- **Problems to work on**
1 > Decide whether each statement below agrees with the profile of Fr McCluskey: (a) he presented a candle to John XXIII on Candlemas Day; (b) he was parish priest of Roslea for ten years; (c) he has observed seven papacies. Answer each with yes or no, quoting the deciding words of the text.
2 > Update the profile of Fr McCluskey by writing out everything from "He  recalls the" down to "John’s portly build." again, with "lorry" changed to "truck".

- **Document passage**
# # # #

On greeting Padre Pio he kissed the hands which bore the stigmata.
“I saw the stigmata, the wounds in both his palms and accompanied him to the sacristy afterwards where he put on the mittens to protect them”.
Fr McCluskey still has the cutting from The Irish Press of February 3, 1959 which reported on one of the most memorable experiences of his life.
It recorded that on the previous day, Candlemas Day, he as sacristan of the Irish College had the honour of presenting a special candle to John XXIII, sitting on his throne, on behalf of the college at a “solemn ceremony” in the Vatican Palace Hall of Consistories.
He recalls that the liturgy lasted about five or six minutes and it was “a very big occasion, frightening, one of the biggest occasions in my life”.

Although he was “overawed by it” he was deeply touched by Pope John who was “very relaxed, gentle, smiling and made me feel very comfortable”.
Three months earlier along with Ambrose Macaulay he was in the crowd at St Peter’s Square when the white smoke bellowed from the Sistine Chapel.
He  recalls the pair of them  getting a lift on a lorry back to St John Lateran near the Irish  College where resourceful street vendors were already selling pictures of the new Pope having speedily superimposed Cardinal Roncalli’s head on a picture of  Pope St Pius X who  resembled John’s portly build.
Fr McCluskey has a particular devotion to Pope St John XXIII stemming from the impression that Papa Roncalli made on him as a young seminarian and priest.

This is  underlined  by the fact that he decided to put Pope John’s picture on a little memorial card marking his ordination  54 years ago – something he had forgotten about until it dropped out of an old book  recently.
Fr McCluskey describes Pope John’s Vatican II as a “very brave move” which was “a bombshell to everybody” and as a young priest he “wasn’t aware that the Church was in need of a shake-up”.
His meeting with Pope St John Paul II was a particularly joyous occasion and very relaxed. He was with five other colleagues from the ordination class of 1960, including Fr Macaulay who con-celebrated Mass with the Holy Father in his private chapel.

Afterwards the future saint invited them to join him for half an hour of conversation in the adjoining papal library in the Apostolic Palace.
Canon McCluskey has observed seven papacies and he describes Pope Francis as “a gift of our time for the Church who has the right word for every occasion and who can reach out to people of all religions and none unlike any Pope in our lifetime”.

Dark shadows

The Troubles cast a shadow over much of Canon McCluskey’s ministry and two particularly dark moments stand out. In 1973 while a curate in Clones he  was called very early one morning by the RUC to attend to a young IRA member, Tony Ahern (17) from Cork   who was killed when a landmine he was transporting exploded prematurely. He died instantly from horrific multiple injuries.
 Fr McCluskey was parish priest in of Roslea, for 17 years from the mid-Eighties, a parish divided by the border.
In 1994 he anointed Caroline Moreland, a 34 year old mother of three from Belfast who had been shot in the back of the head by the IRA and dumped half a mile from his home just inside the border.
The IRA said she was an informer.
Almost 20 years later he says: “She is always in my mind.”

At the time he told the Belfast Telegraph: “It was a dreadful scene, an horrific sight. No one has the right to take a life. No political cause can justify taking life.”
He contrasts such horrors with “the explosion of joy” he experienced when Pope John Paul II’s plane flew over Phoenix Park in 1979.
Before the final blessing at every Mass he has celebrated over the past 54 years Fr Brian has recited the Prayer for Strength attributed to Pope St John XXIII.
It begins: “Every day I need Thee Lord! But this day especially, I need some extra strength, to face whatever is to come.”
Continuing it concludes with the words: “And so, dear Lord, hold Thou my trembling hand…”
One senses it’s a prayer that has sustained Canon McCluskey – and countless others – to no end in a devoted ministry that thankfully continues to help build God’s Kingdom in one part of Belfast.

# # # #

Stored data
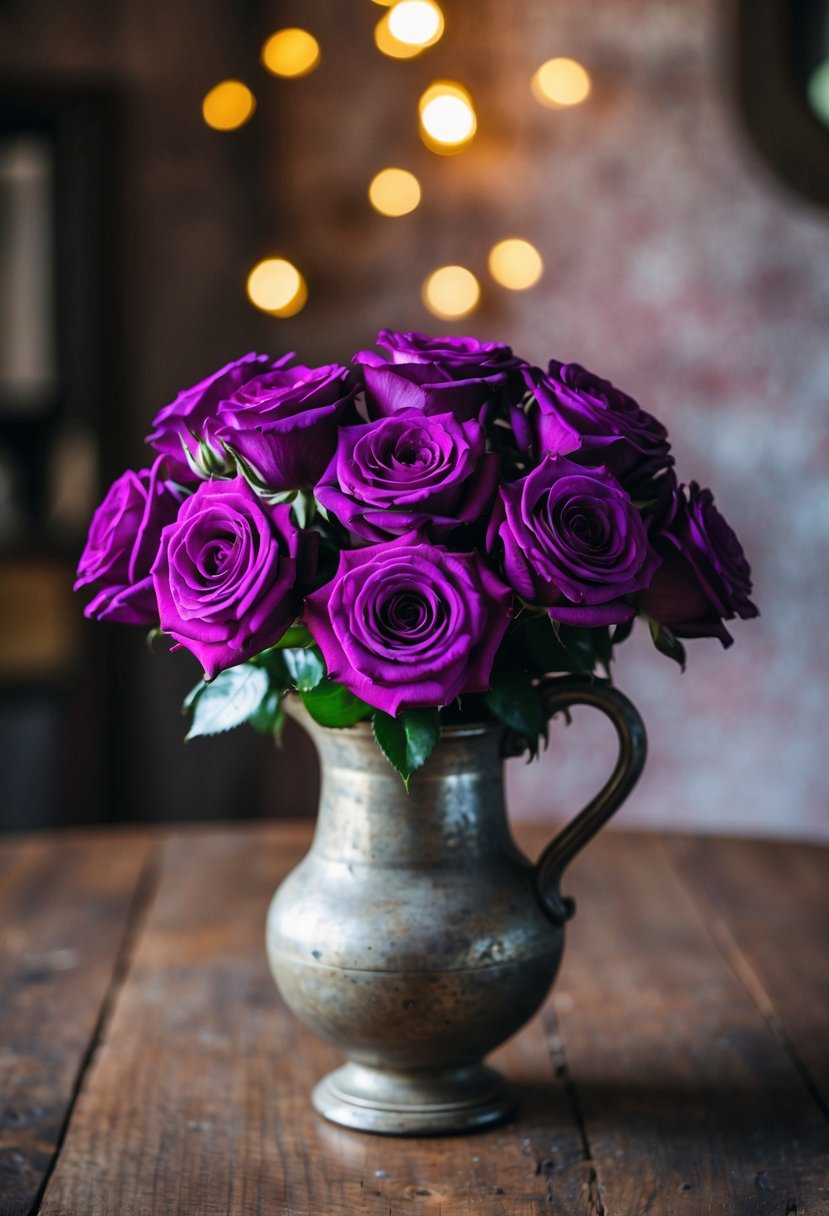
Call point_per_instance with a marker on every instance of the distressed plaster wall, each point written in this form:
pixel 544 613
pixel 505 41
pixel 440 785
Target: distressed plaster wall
pixel 676 265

# # # #

- **Answer list**
1 >
(a) Yes: "he as sacristan of the Irish College had the honour of presenting a special candle to John XXIII"
(b) No: "for 17 years from the mid-Eighties"
(c) Yes: "Canon McCluskey has observed seven papacies"

2 >
He  recalls the pair of them  getting a lift on a truck back to St John Lateran near the Irish  College where resourceful street vendors were already selling pictures of the new Pope having speedily superimposed Cardinal Roncalli’s head on a picture of  Pope St Pius X who  resembled John’s portly build.